- [Exercise]
In the following listing, work out how many lines contain the string "microwave", and state only that number.

- [Provided information]
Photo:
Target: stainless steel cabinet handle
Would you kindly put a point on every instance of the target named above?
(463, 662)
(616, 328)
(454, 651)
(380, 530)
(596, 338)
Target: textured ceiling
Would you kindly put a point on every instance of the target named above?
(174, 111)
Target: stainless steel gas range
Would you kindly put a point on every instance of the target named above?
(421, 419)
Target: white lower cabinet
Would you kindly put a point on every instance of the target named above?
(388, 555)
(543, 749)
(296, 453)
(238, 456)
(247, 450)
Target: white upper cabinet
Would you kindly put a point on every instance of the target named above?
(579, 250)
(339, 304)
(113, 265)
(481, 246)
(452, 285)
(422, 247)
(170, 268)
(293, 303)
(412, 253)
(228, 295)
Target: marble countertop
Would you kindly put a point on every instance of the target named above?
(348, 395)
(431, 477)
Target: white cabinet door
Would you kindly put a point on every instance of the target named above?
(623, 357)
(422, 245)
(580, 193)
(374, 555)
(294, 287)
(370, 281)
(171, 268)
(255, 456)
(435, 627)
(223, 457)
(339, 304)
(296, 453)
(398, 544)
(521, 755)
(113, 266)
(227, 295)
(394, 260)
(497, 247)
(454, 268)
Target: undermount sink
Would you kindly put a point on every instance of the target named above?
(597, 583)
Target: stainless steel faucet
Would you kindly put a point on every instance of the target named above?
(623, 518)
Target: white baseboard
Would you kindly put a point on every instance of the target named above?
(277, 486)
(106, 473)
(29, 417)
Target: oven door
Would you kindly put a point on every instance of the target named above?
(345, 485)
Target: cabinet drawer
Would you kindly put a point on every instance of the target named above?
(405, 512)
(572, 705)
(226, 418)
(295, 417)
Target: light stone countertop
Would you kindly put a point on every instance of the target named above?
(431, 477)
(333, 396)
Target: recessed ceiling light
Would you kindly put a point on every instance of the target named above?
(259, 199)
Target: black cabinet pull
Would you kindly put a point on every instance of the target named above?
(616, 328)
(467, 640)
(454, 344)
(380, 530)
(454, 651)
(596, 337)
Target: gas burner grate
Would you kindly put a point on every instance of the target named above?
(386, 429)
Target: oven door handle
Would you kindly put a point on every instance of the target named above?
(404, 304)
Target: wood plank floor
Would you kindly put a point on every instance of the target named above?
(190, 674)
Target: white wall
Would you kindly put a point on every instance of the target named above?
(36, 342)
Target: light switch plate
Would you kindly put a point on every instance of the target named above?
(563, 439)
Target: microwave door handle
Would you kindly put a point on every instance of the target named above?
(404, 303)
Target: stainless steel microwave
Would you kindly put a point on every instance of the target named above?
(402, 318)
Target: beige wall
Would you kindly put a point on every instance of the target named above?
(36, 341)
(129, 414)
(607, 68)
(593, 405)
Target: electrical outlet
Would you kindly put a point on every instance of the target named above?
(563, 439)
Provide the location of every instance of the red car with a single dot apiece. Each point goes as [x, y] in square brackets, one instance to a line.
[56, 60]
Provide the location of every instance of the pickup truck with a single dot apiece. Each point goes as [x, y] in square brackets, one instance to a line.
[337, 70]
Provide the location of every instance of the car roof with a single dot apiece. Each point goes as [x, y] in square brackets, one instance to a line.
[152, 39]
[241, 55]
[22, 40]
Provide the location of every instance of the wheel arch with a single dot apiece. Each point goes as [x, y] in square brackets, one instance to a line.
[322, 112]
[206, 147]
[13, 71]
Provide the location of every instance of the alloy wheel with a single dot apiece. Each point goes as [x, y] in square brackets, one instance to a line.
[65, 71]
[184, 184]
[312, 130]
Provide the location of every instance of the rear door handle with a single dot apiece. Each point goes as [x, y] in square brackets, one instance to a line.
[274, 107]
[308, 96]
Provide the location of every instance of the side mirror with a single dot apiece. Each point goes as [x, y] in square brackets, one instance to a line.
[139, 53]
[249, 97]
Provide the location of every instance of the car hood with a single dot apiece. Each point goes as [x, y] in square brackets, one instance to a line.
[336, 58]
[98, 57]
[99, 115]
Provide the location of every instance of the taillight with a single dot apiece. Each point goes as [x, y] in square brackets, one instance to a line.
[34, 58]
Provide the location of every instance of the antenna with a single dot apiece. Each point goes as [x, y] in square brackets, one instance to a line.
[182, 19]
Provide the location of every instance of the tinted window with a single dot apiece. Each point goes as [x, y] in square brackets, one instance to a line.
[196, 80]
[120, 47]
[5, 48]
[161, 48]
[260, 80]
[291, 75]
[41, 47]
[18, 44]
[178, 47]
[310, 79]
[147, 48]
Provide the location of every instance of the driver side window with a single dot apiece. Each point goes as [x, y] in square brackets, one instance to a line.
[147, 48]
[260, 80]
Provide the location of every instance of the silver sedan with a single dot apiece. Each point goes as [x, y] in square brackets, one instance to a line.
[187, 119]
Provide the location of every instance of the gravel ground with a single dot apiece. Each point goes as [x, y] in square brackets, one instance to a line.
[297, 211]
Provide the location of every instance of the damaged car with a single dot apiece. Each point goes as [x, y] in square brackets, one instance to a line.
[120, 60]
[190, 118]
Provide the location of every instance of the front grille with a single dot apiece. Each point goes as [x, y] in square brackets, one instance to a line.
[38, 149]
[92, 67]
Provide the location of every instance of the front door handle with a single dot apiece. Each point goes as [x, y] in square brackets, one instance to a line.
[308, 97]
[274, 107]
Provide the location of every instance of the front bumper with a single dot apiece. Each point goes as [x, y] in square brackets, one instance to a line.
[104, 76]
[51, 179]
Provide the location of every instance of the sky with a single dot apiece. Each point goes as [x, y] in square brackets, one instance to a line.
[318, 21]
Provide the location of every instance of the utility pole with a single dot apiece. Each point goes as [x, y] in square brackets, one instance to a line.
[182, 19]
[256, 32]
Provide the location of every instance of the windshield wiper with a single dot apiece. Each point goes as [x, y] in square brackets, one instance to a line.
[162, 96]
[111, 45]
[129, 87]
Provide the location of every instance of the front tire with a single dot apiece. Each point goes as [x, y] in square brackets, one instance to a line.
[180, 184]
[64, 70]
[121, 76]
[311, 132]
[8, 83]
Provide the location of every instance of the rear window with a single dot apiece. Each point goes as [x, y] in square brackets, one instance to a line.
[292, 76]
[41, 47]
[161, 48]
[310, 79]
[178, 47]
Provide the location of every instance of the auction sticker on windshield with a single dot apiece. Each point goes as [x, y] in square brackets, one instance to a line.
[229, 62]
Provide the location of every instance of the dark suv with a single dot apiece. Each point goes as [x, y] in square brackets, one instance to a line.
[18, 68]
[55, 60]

- [Answer section]
2